The input:

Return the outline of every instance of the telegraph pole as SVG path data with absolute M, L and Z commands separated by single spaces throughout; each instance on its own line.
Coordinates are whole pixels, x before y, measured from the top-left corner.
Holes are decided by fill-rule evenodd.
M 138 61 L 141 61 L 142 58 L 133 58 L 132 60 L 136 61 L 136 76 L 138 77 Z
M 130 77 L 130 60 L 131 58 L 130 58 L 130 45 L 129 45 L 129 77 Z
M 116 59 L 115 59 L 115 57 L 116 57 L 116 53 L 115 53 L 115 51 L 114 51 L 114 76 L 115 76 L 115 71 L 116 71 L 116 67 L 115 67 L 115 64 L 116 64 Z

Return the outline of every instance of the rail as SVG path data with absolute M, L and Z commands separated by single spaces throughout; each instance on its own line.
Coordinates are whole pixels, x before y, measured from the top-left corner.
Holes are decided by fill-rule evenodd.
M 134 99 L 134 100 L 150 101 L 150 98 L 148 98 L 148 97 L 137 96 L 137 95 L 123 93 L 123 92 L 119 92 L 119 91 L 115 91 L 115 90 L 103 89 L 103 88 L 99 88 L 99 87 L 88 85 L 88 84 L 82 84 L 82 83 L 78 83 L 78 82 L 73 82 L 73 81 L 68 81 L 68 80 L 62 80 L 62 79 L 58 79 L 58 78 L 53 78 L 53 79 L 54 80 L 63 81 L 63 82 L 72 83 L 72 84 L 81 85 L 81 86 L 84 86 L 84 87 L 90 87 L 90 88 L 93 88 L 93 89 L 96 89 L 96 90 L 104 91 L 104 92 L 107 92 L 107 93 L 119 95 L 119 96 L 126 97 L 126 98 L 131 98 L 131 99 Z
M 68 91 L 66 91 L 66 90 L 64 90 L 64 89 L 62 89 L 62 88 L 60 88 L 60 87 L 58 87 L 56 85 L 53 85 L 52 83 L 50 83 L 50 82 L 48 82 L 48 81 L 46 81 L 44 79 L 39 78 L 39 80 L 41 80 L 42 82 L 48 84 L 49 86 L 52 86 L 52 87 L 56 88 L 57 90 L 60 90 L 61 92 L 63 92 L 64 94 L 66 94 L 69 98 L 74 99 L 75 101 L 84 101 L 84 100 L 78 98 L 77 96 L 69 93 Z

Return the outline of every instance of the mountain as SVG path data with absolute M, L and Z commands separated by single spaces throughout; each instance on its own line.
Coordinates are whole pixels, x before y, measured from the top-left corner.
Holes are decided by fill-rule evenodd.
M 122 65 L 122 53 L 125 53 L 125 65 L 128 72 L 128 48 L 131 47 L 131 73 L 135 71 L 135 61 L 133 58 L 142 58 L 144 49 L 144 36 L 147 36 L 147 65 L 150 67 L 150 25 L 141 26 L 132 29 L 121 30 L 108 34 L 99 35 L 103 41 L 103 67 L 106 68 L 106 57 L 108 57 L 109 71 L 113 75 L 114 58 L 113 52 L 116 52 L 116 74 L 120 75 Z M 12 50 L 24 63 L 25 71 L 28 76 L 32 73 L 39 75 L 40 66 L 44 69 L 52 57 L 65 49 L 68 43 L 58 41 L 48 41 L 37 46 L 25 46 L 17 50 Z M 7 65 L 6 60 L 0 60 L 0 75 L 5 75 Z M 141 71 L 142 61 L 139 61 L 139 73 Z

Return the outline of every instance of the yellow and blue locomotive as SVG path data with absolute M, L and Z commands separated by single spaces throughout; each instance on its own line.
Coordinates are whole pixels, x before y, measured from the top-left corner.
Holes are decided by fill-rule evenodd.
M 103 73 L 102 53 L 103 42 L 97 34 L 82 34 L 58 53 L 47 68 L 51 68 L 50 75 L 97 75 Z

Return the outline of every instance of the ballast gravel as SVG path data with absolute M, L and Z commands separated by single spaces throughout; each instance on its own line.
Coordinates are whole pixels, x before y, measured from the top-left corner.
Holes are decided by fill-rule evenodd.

Task to carry out: Swap "fill-rule evenodd" for "fill-rule nonzero" everywhere it appears in the rows and write the rows out again with nothing else changed.

Finished task:
Return the outline of every instance of the telegraph pole as SVG path data with absolute M, L and Z commands separated by single spaces throughout; each instance on its own line.
Coordinates are whole pixels, x before y, measured from the top-left corner.
Holes are decided by fill-rule nonzero.
M 138 61 L 141 61 L 142 58 L 133 58 L 132 60 L 136 61 L 136 76 L 138 77 Z
M 130 77 L 130 60 L 131 58 L 130 58 L 130 45 L 129 45 L 129 77 Z
M 116 59 L 115 59 L 115 57 L 116 57 L 116 53 L 115 53 L 115 51 L 114 51 L 114 76 L 115 76 L 115 71 L 116 71 L 116 67 L 115 67 L 115 64 L 116 64 Z

Return the outline of every instance of the rail as SVG path data with absolute M, L and Z commands separated by single spaces throughout; each instance on its own line.
Coordinates are whole pixels, x before y, measured from the top-left corner.
Holes are decided by fill-rule nonzero.
M 134 99 L 134 100 L 150 101 L 150 98 L 148 98 L 148 97 L 137 96 L 137 95 L 123 93 L 123 92 L 119 92 L 119 91 L 115 91 L 115 90 L 103 89 L 103 88 L 99 88 L 99 87 L 88 85 L 88 84 L 82 84 L 82 83 L 78 83 L 78 82 L 73 82 L 73 81 L 68 81 L 68 80 L 62 80 L 62 79 L 58 79 L 58 78 L 53 78 L 53 79 L 54 80 L 63 81 L 63 82 L 72 83 L 72 84 L 81 85 L 81 86 L 84 86 L 84 87 L 90 87 L 90 88 L 93 88 L 93 89 L 96 89 L 96 90 L 104 91 L 104 92 L 107 92 L 107 93 L 119 95 L 119 96 L 126 97 L 126 98 L 131 98 L 131 99 Z
M 68 91 L 66 91 L 66 90 L 64 90 L 64 89 L 62 89 L 62 88 L 60 88 L 60 87 L 58 87 L 56 85 L 53 85 L 52 83 L 50 83 L 50 82 L 48 82 L 48 81 L 46 81 L 44 79 L 39 78 L 39 80 L 41 80 L 42 82 L 48 84 L 49 86 L 52 86 L 52 87 L 56 88 L 57 90 L 60 90 L 61 92 L 63 92 L 64 94 L 66 94 L 69 98 L 74 99 L 75 101 L 84 101 L 84 100 L 78 98 L 77 96 L 69 93 Z

Return the outline of every instance of the mountain as SVG path data with absolute M, L and Z commands separated by single spaces throughout; each instance on its own line.
Coordinates are whole pixels, x before y, measured from the top-left corner.
Holes are decided by fill-rule nonzero.
M 122 65 L 122 53 L 125 53 L 125 65 L 128 72 L 128 48 L 131 47 L 131 73 L 135 71 L 135 61 L 133 58 L 142 58 L 144 49 L 144 36 L 147 36 L 147 65 L 150 67 L 150 25 L 141 26 L 132 29 L 121 30 L 108 34 L 99 35 L 103 41 L 103 67 L 106 68 L 106 57 L 108 57 L 109 71 L 113 75 L 114 58 L 113 52 L 116 52 L 116 74 L 120 75 Z M 12 50 L 24 63 L 25 71 L 28 76 L 32 73 L 39 75 L 40 66 L 44 69 L 52 57 L 65 49 L 68 43 L 58 41 L 48 41 L 37 46 L 25 46 L 17 50 Z M 7 65 L 6 60 L 0 60 L 0 75 L 5 75 Z M 141 71 L 142 61 L 139 61 L 139 73 Z

Return the outline of every instance of the yellow and blue locomotive as SVG path data with absolute M, L and Z commands separated by single spaces throughout; each instance on its own line.
Coordinates are whole pixels, x before y, measured from the top-left corner.
Holes are decided by fill-rule nonzero.
M 103 73 L 102 53 L 103 42 L 97 34 L 82 34 L 58 53 L 47 68 L 51 68 L 50 75 L 97 75 Z

Return the outline of every instance of the ballast gravel as SVG path data with absolute M, L and Z commands separated by single spaces throughout; each instance on its own line.
Coordinates are whole pixels, x before y, measured from the top-left corner.
Holes are decided by fill-rule nonzero.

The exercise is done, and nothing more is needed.